* Input data:
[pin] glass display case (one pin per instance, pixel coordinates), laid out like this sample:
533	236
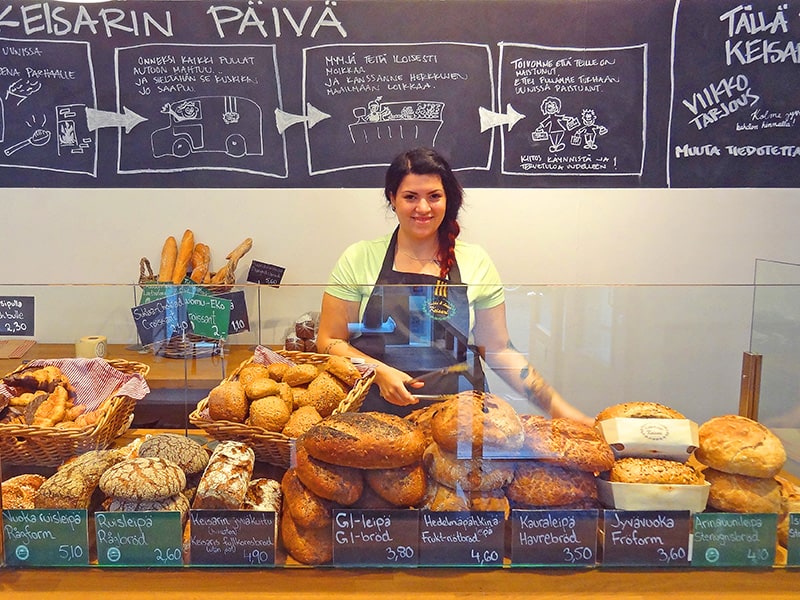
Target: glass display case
679	346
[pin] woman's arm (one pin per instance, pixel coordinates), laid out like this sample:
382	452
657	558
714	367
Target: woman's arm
491	336
333	338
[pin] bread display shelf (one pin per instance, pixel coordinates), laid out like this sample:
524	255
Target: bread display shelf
22	444
270	447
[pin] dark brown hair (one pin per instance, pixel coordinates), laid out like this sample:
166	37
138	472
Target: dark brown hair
426	161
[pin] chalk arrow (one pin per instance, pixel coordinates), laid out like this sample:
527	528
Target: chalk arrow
284	120
491	119
95	119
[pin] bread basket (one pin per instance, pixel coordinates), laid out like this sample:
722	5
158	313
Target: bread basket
22	444
270	447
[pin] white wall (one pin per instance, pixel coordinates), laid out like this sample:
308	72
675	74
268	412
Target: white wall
681	345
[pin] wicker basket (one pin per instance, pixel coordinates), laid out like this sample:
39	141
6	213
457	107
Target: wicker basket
270	447
50	446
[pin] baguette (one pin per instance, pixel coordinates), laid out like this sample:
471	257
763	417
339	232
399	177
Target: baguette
201	260
184	256
169	254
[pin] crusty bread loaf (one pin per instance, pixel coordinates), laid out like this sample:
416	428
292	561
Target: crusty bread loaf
19	492
654	470
308	510
402	486
567	443
541	484
638	410
738	445
474	474
145	478
309	546
485	422
226	478
370	440
741	493
228	402
333	482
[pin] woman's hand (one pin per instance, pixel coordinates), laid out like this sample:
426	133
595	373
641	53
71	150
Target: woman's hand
392	385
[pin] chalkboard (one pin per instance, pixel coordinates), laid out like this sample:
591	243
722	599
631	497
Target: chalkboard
312	93
17	315
735	108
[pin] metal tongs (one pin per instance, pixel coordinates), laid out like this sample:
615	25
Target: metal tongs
435	375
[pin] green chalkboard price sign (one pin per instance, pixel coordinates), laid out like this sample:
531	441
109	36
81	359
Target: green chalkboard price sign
45	538
139	539
734	540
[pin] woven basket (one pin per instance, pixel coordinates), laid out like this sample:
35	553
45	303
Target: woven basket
50	446
270	447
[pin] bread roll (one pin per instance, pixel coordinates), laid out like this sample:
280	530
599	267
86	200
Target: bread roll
738	445
567	443
743	494
654	470
481	421
185	250
169	254
541	484
370	440
226	478
638	410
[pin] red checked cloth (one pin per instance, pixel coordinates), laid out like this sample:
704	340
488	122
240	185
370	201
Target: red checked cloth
94	380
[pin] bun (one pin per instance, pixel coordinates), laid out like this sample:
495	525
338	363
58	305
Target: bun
567	443
743	494
738	445
540	484
403	486
638	410
467	474
333	482
370	440
169	254
226	478
654	470
485	421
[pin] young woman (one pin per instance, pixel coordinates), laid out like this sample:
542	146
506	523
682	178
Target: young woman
418	299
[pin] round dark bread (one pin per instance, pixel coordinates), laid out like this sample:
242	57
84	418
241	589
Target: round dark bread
368	440
638	410
654	470
479	475
738	445
486	422
567	443
332	482
537	483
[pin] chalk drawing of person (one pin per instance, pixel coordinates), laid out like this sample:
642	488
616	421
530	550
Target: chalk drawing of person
554	125
588	132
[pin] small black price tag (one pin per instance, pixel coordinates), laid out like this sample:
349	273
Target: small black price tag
456	538
566	538
46	538
139	539
265	273
652	538
241	538
17	315
734	539
375	538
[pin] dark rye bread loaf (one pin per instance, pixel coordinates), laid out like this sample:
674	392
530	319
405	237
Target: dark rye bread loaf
370	440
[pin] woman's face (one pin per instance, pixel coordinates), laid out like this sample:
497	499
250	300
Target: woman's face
420	204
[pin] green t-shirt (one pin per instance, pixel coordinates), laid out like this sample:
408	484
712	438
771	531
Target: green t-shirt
355	273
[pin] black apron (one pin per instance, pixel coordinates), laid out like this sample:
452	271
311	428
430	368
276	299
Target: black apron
417	323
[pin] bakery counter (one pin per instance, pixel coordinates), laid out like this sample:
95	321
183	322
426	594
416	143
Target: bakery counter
420	583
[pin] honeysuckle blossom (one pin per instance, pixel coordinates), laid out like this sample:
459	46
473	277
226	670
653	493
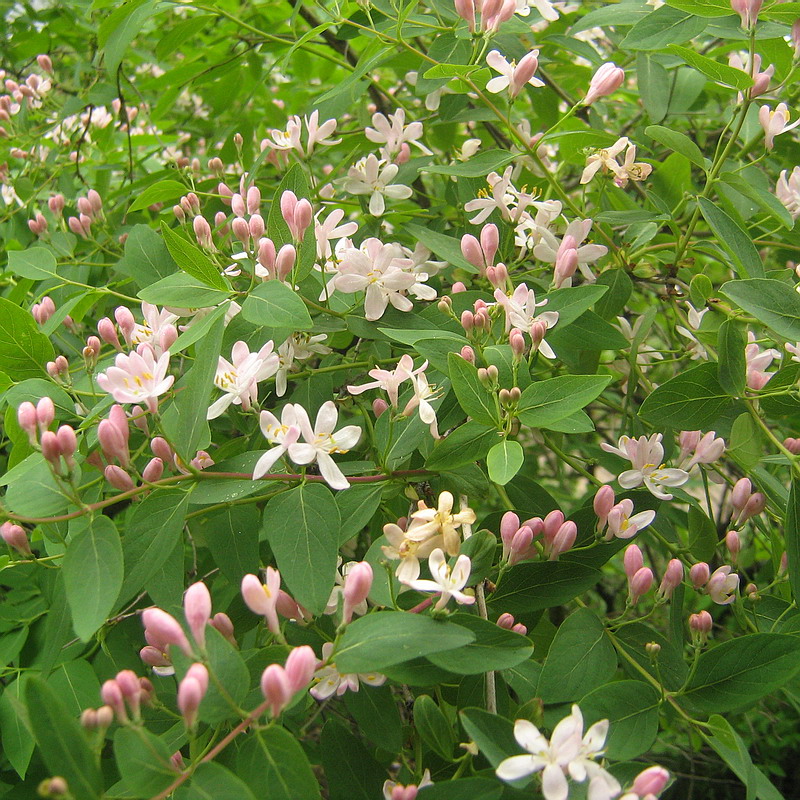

* Your instructions: Rewrite the entire listing above, replacing every occurrence of "pixel coordinates" with "image coordinates" and leaving all other text unchanged. Leave out the pictures.

* Complete answer:
[pin] glass display case (one pin per instance, image coordinates), laid out like this sample:
533	236
Target: glass display case
679	346
[pin] woman's arm (one pin per instance, image coordinates), laid out like this sample:
382	452
657	558
714	367
Target: woman's arm
491	336
333	338
[pin] bread display shelf (one pin per instance, image coordinates), laid out like this sample:
524	255
Target: bread display shelf
22	444
270	447
[pin] dark brown hair (one pin per instance, image coordinates), laid out like this sample:
166	37
138	472
Target: dark brown hair
426	161
[pin] chalk arrow (one pin per instance, image coordinates), laid out like this sample:
527	528
Target: chalk arrow
284	120
491	119
95	119
[pin] bread basket (one pin per instance, image coordinates), laid out like this sample:
722	5
158	313
Target: bread basket
22	444
270	447
[pin] white wall (one pin per instance, image coordinates), laid out like this sample:
308	72
675	74
268	412
Target: white wall
681	345
[pin] wicker basket (one pin per instance, image coordinates), laid out like this sample:
39	141
6	213
457	107
Target: wicker basket
270	447
50	446
[pin] baguette (one pin per instance, image coordinates), laid out like this sample:
471	257
763	417
339	232
399	177
Target: baguette
201	260
184	256
169	254
[pin] crusty bread loaf (one pin per instance, image coordinates), laid out like this sample:
416	428
292	561
Target: crusty bread loaf
19	492
654	470
308	510
402	486
567	443
541	484
638	410
738	445
474	474
145	478
309	546
485	422
226	478
370	440
741	493
228	402
333	482
[pin] woman's hand (one pin per instance, image coordinates), laid out like this sample:
426	133
595	373
641	53
71	150
Target: woman's hand
392	385
[pin] chalkboard (one pin per instance, image coordinates), laid out like this sample:
591	243
722	599
631	497
Target: chalkboard
312	93
17	315
735	108
[pin] metal tongs (one pin per instance, image coordinates), laid out like this sample:
615	25
Target: metal tongs
435	375
[pin] green chalkboard price sign (one pin per instance, image coordinates), laid out like this sample:
531	441
109	36
81	359
Target: green chalkboard price sign
45	538
139	539
734	540
[pin] woven basket (one pin per instance, image coordinates), laid out like this sample:
35	553
45	303
Target: woven basket
50	446
270	447
[pin] bread roll (one pin per instance, image coordinates), laid out like this sample:
280	530
599	267
86	200
Target: bread roll
738	445
567	443
743	494
654	470
481	421
185	250
169	254
541	484
370	440
226	478
638	410
[pin] red checked cloth (one pin per instance, image coordinates), laid out like this sample:
704	340
488	122
240	185
370	201
Target: red checked cloth
94	380
[pin] bun (one pin per instance, image coordinates), laid out like this sample:
495	525
338	363
58	305
Target: bun
567	443
743	494
738	445
540	484
403	486
638	410
467	474
333	482
370	440
169	254
226	478
654	470
485	421
[pin] young woman (one pin per instance, image coordinates), laid out like this sample:
542	146
506	523
682	178
Target: young woman
418	299
[pin] round dark bread (one pin per instance, image coordinates), laid out like this sample:
242	57
84	418
241	589
Target: round dark bread
368	440
638	410
654	470
479	475
738	445
486	422
567	443
332	482
537	483
[pin] chalk drawing of person (one pin per instance, image coordinates), laid out like this sample:
642	488
616	421
530	550
Target: chalk drawing of person
554	125
588	132
[pin] small black price tag (one pin per instance, image coordinates), laid out like this sample:
349	273
Target: small black price tag
456	538
566	538
46	538
139	539
265	273
652	538
241	538
17	315
734	539
375	538
[pin] dark rye bread loaf (one pin per instance, image coordinates), laid out like this sample:
674	392
530	319
405	237
Target: dark rye bread loaf
370	440
[pin] woman's face (one pin per instance, image coordinates), laid out like this sample:
497	499
250	300
Target: woman's face
420	204
[pin] green t-shirt (one pin per instance, image coordinates), laid out like this sample:
408	484
712	438
771	531
Target: green t-shirt
355	273
[pin] black apron (one pin per instance, image coordinates), laid out like this sample:
452	271
311	428
430	368
276	299
Target: black apron
417	323
[pin] bakery counter (one pin per instance, image coordinates), laid out like this sample:
95	321
183	322
426	594
416	143
Target: bakery counter
420	583
[pin] honeysuckle blossom (one pin per instance, image coordinates), laid out like this sample:
459	46
473	277
226	670
653	493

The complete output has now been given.